By Anthony Tommasini
Penguin Press ($30).

The germ that sparked this book was a controversial series of articles the author wrote in 2011 on “The Top Ten Composers,” which solicited suggestions from the NYT readership and pleased practically no one, because some of everyone’s favorite composers were inevitably omitted from the list. Here, Mr. Tommasini gives 17 of his own choices, from Claudio Monteverdi (1567-1643) to Igor Stravinsky, who died in 1971 — adding an epilogue in which he discusses composers whose works are too recent for us to know whether they will eventually fall into the “greatness” canon.

“What’s the big deal about Mozart? About Verdi?” Mr. Tommasini asks. “That’s what I’ve attempted to explain.”

In the interest of full disclosure, I admit that I can only write a subjective review of this very subjective book. Mr. Tommasini and I have much in common that has made my worldview of music akin to his. Although we have only met occasionally and under professional circumstances, and he’s a decade younger, we were both born in Brooklyn, grew up listening to early LP recordings, taking music lessons while being exposed to New York’s classical music scene, majored in music at an Ivy League college and went on to get doctorate degrees at Boston University.

Data shown:
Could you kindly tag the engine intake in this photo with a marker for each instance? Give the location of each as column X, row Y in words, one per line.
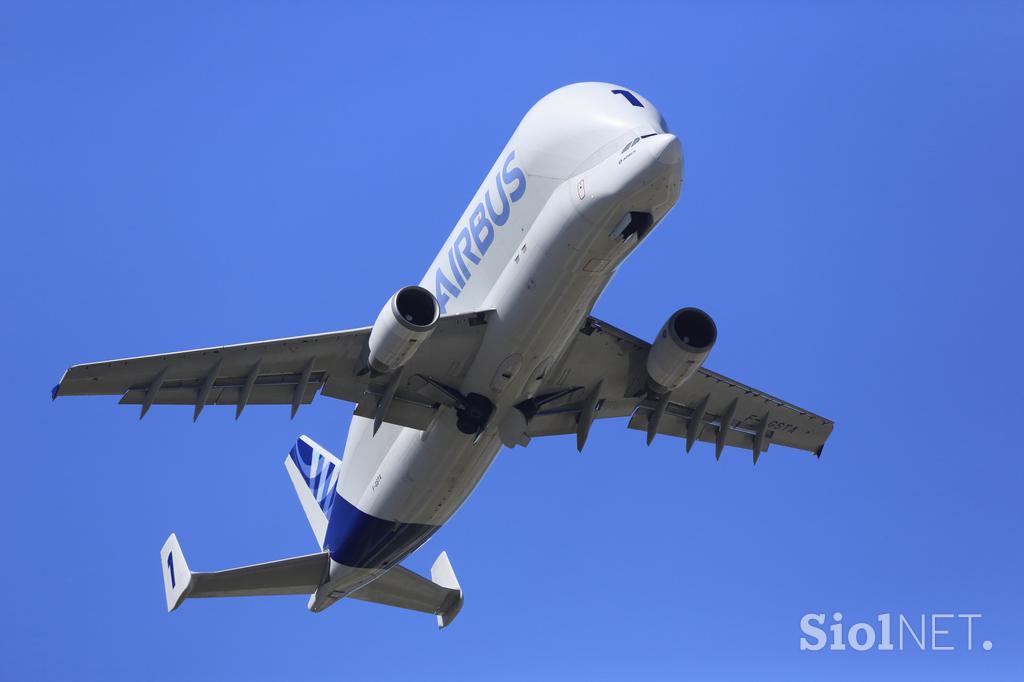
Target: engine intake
column 403, row 324
column 680, row 348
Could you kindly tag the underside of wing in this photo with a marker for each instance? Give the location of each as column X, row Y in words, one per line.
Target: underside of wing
column 608, row 368
column 289, row 371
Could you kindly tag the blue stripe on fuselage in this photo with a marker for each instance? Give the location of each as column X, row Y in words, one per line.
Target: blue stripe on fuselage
column 358, row 540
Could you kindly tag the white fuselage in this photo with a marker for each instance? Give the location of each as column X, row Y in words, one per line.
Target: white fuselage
column 538, row 245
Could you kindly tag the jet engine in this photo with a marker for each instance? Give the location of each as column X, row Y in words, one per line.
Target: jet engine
column 680, row 348
column 403, row 324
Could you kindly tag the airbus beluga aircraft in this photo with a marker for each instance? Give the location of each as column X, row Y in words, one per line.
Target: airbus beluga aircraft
column 494, row 347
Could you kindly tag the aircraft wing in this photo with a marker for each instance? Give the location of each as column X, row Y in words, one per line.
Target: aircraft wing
column 289, row 372
column 607, row 366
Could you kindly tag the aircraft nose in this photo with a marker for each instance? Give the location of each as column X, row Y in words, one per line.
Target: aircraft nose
column 665, row 148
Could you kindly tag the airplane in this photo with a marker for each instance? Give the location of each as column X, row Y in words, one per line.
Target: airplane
column 494, row 347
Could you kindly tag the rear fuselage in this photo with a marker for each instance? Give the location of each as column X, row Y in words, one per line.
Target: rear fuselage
column 538, row 244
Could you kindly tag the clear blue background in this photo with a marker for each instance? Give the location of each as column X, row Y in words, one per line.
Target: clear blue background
column 196, row 174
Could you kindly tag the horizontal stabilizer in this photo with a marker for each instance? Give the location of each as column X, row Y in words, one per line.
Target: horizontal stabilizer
column 400, row 587
column 301, row 574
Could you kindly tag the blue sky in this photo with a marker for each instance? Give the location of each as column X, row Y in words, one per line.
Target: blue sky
column 192, row 174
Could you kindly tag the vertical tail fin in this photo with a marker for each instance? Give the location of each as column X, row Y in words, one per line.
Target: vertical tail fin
column 314, row 474
column 177, row 578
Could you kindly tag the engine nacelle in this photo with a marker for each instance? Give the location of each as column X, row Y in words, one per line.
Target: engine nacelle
column 680, row 348
column 403, row 324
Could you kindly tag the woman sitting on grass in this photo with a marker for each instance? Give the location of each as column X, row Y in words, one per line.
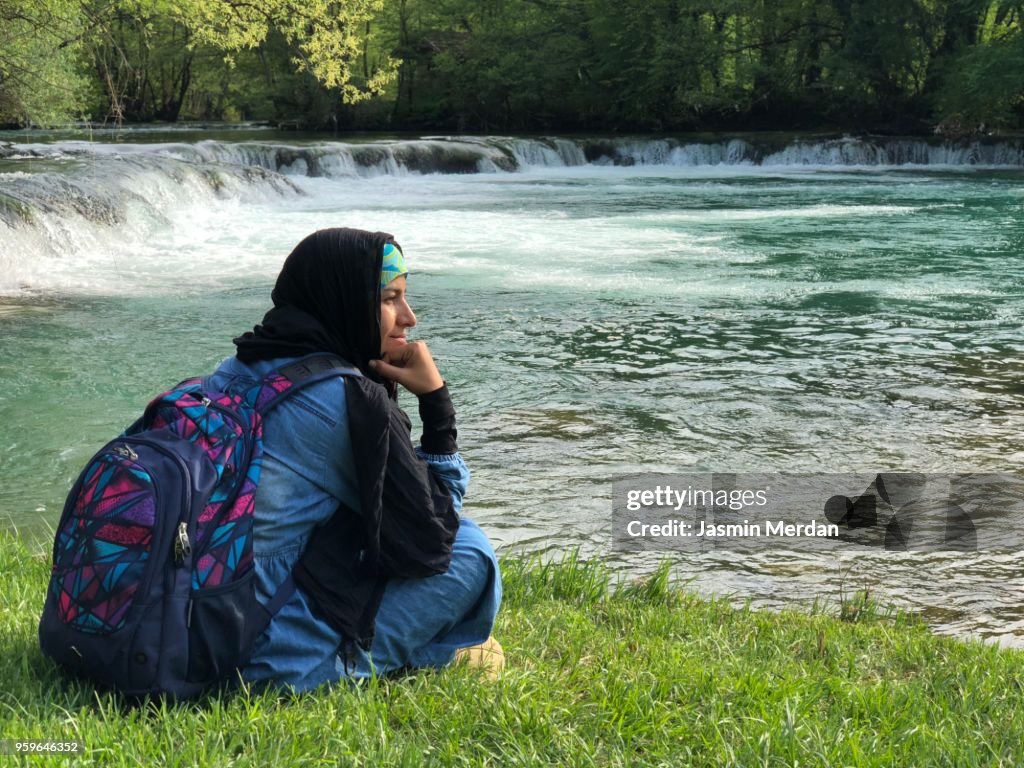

Instructions for the task: Continue the book review from its last sentence.

Exercise answer:
When Mr. Tommasini cites Leo Schrade’s 1950 Monteverdi biography to support the thesis that this composer was the seminal figure responsible for the coming of “modern” music, I recall that book as one of my musical bibles from college days — it still sits prominently on my shelf. I, too, would name Monteverdi as the first of the “great” composers. I could use the chapter on Monteverdi as notes for my own lectures on the birth of opera and the early Baroque without committing plagiarism. It contains everything I think an audience needs to know about the subject. Later in the book, Mr. Tommasini’s explanation of Schoenberg and the development of the so-called 12-tone system is likewise brilliant and succinct.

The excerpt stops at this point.